Start of Block

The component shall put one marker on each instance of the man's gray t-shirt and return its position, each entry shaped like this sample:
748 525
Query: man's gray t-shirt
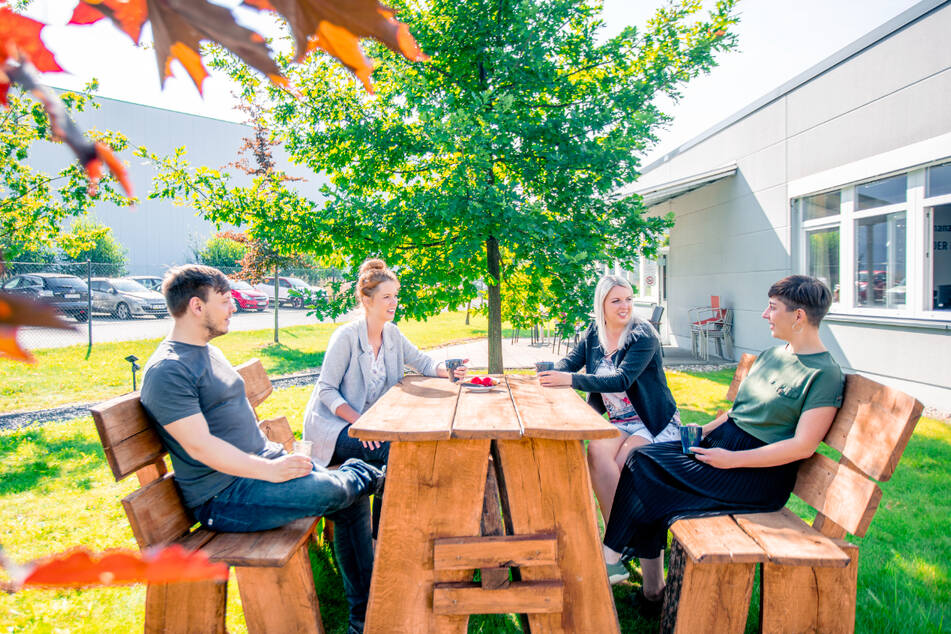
181 380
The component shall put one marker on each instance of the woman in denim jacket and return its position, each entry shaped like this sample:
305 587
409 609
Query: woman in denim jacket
624 376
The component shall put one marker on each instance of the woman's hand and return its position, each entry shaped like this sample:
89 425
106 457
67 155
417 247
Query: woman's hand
715 457
459 372
554 378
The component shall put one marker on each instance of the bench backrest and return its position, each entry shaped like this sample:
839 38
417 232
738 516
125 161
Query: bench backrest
132 445
870 431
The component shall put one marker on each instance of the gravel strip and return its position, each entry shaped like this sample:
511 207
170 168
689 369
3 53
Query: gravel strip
69 412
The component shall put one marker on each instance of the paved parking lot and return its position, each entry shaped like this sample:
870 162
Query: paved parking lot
106 328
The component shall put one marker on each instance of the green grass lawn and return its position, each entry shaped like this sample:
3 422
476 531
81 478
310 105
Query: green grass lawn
56 491
65 375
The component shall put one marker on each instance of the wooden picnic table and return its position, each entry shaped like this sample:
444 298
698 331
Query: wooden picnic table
443 517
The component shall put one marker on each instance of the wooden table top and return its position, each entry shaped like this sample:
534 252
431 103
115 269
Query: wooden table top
426 408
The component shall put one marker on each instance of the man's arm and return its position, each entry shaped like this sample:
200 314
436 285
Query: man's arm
192 434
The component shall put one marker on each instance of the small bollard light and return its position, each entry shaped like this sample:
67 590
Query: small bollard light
135 366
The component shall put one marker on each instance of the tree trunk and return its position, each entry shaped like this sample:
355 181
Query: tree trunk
495 306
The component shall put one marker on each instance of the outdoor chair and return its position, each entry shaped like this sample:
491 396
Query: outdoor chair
656 314
721 332
703 320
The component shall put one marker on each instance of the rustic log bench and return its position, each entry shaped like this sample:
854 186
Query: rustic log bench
272 567
808 573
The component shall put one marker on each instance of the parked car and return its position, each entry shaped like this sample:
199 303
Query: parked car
151 282
67 293
126 298
287 284
246 297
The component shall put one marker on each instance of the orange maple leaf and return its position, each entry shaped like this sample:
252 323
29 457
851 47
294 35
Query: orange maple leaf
10 348
129 15
79 567
335 26
20 37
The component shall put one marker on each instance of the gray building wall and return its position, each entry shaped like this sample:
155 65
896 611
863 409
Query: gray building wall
158 233
735 237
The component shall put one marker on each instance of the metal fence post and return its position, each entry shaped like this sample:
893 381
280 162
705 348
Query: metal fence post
277 302
89 306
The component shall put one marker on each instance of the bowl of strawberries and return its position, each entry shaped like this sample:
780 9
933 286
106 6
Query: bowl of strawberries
480 384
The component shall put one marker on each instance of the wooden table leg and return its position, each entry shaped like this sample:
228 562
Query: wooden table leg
547 488
433 489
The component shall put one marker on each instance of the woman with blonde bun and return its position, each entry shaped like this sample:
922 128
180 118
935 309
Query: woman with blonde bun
364 359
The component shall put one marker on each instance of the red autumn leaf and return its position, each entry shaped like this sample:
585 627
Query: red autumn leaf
10 348
178 26
336 26
22 311
79 568
20 38
104 154
128 15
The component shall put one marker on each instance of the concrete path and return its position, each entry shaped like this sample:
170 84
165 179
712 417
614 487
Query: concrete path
523 354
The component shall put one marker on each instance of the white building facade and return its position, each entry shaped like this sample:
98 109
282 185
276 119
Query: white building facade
157 233
843 173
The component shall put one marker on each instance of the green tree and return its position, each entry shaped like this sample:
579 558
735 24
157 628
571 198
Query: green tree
91 240
224 250
33 203
504 159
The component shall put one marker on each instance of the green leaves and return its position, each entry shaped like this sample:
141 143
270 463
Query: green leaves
525 126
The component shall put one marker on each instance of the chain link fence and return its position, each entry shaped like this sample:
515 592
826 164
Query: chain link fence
115 302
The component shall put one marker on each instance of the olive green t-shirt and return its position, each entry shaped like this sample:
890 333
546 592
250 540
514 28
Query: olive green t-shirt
781 386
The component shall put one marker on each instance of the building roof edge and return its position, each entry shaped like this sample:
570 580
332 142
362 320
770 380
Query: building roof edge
900 21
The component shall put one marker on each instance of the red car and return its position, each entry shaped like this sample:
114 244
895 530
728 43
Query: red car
246 297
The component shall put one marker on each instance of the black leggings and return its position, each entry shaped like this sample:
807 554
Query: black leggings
346 448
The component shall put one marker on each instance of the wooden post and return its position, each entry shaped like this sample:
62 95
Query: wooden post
280 599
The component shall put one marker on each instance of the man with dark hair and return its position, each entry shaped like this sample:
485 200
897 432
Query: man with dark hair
231 477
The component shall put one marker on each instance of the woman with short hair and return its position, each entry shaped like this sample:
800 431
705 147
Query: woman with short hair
749 456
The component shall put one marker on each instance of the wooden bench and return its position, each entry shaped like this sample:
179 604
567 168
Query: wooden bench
808 573
272 567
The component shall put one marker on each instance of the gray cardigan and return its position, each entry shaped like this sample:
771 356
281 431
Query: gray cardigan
344 377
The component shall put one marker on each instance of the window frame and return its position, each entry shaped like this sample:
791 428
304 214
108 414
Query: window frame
919 237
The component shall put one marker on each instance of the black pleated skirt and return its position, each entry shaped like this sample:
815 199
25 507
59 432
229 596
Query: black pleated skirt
660 485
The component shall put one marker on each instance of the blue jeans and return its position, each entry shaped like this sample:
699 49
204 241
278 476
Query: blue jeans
249 505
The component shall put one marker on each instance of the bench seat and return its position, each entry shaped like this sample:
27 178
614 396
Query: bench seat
272 567
808 572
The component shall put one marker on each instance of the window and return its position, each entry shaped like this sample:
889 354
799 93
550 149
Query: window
882 246
823 257
880 260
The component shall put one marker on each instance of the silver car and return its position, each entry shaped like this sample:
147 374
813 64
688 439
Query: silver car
125 298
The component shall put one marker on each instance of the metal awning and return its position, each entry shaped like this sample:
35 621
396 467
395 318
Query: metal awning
665 191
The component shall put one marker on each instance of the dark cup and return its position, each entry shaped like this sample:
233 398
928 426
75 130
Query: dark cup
451 365
690 436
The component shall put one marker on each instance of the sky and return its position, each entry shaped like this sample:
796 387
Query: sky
778 39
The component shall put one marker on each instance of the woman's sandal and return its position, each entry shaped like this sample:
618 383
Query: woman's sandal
648 608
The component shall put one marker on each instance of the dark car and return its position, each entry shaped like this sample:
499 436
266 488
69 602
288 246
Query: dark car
67 293
246 297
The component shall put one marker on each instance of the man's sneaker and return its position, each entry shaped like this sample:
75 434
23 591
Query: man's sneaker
377 488
617 573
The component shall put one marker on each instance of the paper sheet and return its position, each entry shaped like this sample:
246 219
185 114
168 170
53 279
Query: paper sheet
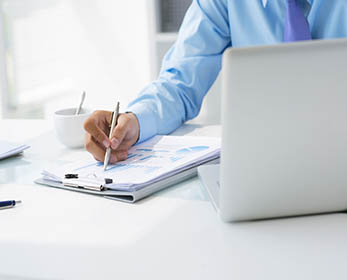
147 162
8 149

End of Block

Work instructions:
Please print, exactly as given, the lines running from the beginning of the listing through the line containing "of the gravel", omitting each picture.

Result:
The component shall put one marker on each instance of the man's gray t-shirt and return its position, each entry shaped like this sample:
748 525
Query: man's gray t-shirt
181 380
The component shall put one marker on each instance of the woman in denim jacket and return its position, each entry shaped like this sample:
305 587
409 609
Query: woman in denim jacket
624 376
The component shall put one marker on each instance of the woman's hand and return its position, each entry shaped like this sample:
89 425
106 457
67 155
417 247
Query: woman's hand
715 457
459 372
554 378
The component shall put one marker on each instance of the bench backrest and return its position, each entry shaped like this sample:
839 38
417 232
738 516
125 161
Query: bench backrest
132 445
870 431
The component shall put one marker on each instance of the gravel strip and return its position, each entry shaped like this sample:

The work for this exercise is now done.